BEGIN Data records

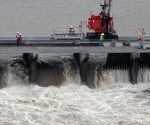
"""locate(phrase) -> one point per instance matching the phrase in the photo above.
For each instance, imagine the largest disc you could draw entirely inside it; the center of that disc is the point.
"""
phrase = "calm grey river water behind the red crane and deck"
(38, 18)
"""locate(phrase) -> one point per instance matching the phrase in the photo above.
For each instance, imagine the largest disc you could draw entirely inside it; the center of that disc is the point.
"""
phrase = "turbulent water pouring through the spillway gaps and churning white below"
(114, 100)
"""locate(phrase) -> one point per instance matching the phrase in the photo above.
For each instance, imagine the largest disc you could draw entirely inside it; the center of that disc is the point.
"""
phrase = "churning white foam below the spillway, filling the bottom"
(75, 105)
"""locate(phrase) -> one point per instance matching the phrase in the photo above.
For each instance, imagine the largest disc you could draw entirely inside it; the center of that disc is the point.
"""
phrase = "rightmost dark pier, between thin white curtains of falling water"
(134, 67)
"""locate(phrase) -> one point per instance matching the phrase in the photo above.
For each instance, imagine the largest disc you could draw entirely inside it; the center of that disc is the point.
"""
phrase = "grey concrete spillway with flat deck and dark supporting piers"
(121, 56)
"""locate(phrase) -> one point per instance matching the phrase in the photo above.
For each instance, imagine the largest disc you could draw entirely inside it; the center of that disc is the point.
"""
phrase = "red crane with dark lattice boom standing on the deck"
(102, 23)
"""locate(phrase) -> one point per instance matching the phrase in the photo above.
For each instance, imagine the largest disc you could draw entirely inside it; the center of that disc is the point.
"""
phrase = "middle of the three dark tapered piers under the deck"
(82, 59)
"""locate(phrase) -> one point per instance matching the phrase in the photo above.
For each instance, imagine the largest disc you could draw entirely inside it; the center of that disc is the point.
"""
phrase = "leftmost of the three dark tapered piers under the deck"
(31, 62)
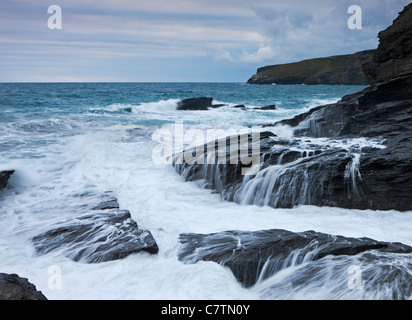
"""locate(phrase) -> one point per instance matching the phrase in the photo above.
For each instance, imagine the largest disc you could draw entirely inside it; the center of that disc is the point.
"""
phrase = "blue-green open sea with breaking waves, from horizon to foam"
(34, 114)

END Data records

Work request: With the pictures set aside, write out the whole listing exactly.

Exercise result:
"""locate(phrase) -> one point per instance matching the phrase in the photo above.
For each instance, imagine the largest disc you could draw entirely inside it; the center of that disc is the point.
"""
phrase = "calm grey river water behind the red crane and deck"
(38, 18)
"""locate(phrase) -> one point per instance matching the phrase in the photo above.
For each instance, imagine the largest disc you could draw entirely inside it; the center of that disc is the point.
"""
phrase = "turbulent water pouring through the spillway gaps and churning white below"
(114, 100)
"""locate(phrase) -> one point per instance matching the phrase in the photo above.
For each instance, imagine the largest disc you could draw entirely inside it; the center of that disc is the point.
"""
phrase = "churning white foam below the spillway, filling the bottom"
(75, 105)
"""locate(phrase) -> one point per instance matching the phrase in the photo above.
For each instance, imagine the largest disc you could draw entirely inside it; the center of that disc is the point.
"""
phrase = "rightmost dark pier, between thin white curtains of falling water"
(134, 67)
"""locate(phrase) -> one point per instance matching the phrase in the photo above.
For each instance, imagine the largest disc you could draw entirely inside it; the center of that disc is the point.
"""
phrase = "grey concrete spillway with flat deck and dark supporting piers"
(121, 56)
"""locate(phrase) -> one point per instance matching the phrase in the photo above.
For each instance, imagine the largest disc you could draw entirely inside it; the center of that disc is the point.
"""
phrase = "red crane with dark lattice boom standing on the deck"
(102, 23)
"""locate(phrase) -> one point per instance matching the phrase in the photo above.
For each instance, imagine the largest disc you could draw entirely inside it; the center of that disc is the point.
"""
phrase = "middle of the three dark tapered piers under the deck"
(82, 59)
"""locate(phrase) -> one point per instance matching the phrase in the photo above.
For each instance, imagine the largest disc you could draw entirely inside it; the center of that disc is the point.
"""
phrase = "leftmost of the three dark tapered piers under the deck"
(31, 62)
"""locate(phrase) -> one point per instance matching the phrase in the photo above.
For each instance, imagine the largest disc you could draw entirely inside it; the center of that disc is the point.
"""
phrase = "blue-green open sea with breaking waves, from horizon to foam"
(34, 114)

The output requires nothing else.